*EXTRAIT DU DOCUMENT*:
"""

Les habitants du Waziristan, qui ont la mémoire longue, avaient surnommé le défunt chef des talibans afghans, le mollah Mohammad Omar, « le nouveau Fakir d’Ipi ». Mais, en Europe, plus personne ne se souvient de ce « fakir » précédent, Mirza Ali Khan, qui fit pourtant la une des quotidiens parisiens dans les années 1930 pour avoir pris la tête du plus formidable soulèvement jamais connu dans les confins de l’empire des Indes, une région que les Britanniques appellent « The Frontier ».
Un djihad qui se poursuit même après l’indépendance du Pakistan – en bon islamiste, le Fakir s’opposa à celle-ci – et ne s’éteint qu’en 1950. Lui-même décède d’une crise d’asthme dix ans plus tard.

"""

*TÂCHE DEMANDÉE*: Traduisez en anglais cette phrase de l’extrait consacré au Fakir d’Ipi : « Lui-même décède d’une crise d’asthme dix ans plus tard. »

*ENREGISTREMENTS PRÉSENTÉS*:
"""

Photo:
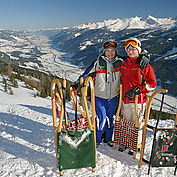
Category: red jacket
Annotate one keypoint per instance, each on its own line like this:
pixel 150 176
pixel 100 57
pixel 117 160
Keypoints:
pixel 132 76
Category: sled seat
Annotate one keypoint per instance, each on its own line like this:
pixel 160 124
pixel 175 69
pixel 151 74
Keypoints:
pixel 75 141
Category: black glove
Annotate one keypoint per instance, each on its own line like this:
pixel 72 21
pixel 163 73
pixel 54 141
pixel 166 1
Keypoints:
pixel 143 60
pixel 130 94
pixel 75 85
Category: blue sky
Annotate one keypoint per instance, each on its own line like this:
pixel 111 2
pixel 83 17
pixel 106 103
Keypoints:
pixel 34 14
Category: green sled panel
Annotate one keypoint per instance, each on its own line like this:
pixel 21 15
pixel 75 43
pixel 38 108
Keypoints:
pixel 76 149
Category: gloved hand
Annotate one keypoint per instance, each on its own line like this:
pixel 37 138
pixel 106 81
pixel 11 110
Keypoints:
pixel 143 60
pixel 130 94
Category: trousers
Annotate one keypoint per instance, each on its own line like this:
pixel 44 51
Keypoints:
pixel 105 110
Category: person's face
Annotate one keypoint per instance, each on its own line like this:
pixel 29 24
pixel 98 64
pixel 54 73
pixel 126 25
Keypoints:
pixel 110 53
pixel 132 52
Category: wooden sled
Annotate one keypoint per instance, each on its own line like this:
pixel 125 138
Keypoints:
pixel 75 146
pixel 127 130
pixel 131 142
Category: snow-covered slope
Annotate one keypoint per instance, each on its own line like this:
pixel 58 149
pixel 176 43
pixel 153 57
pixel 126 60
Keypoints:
pixel 27 142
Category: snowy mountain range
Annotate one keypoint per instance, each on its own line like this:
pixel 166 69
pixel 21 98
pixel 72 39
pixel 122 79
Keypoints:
pixel 149 22
pixel 65 51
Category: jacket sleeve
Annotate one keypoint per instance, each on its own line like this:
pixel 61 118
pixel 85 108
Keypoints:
pixel 90 71
pixel 149 82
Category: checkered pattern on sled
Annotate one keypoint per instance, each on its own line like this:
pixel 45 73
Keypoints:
pixel 126 134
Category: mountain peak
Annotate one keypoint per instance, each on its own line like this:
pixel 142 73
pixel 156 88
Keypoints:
pixel 130 23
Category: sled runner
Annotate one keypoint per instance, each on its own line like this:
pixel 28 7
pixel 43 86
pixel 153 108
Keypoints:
pixel 75 141
pixel 126 132
pixel 164 148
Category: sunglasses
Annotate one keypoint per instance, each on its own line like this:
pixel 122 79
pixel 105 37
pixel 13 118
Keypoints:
pixel 128 50
pixel 131 42
pixel 107 44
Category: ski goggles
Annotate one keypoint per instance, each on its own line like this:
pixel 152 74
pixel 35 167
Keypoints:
pixel 131 42
pixel 110 44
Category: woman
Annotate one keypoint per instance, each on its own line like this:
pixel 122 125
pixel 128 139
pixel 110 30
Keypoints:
pixel 135 81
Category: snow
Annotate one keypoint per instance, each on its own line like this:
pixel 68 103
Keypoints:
pixel 170 55
pixel 27 142
pixel 131 23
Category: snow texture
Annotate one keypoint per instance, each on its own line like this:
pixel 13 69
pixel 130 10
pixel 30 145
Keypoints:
pixel 27 147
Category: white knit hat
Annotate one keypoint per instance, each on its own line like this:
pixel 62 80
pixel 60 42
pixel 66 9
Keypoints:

"""

*RÉPONSE ATTENDUE*: He himself died of an asthma attack ten years later.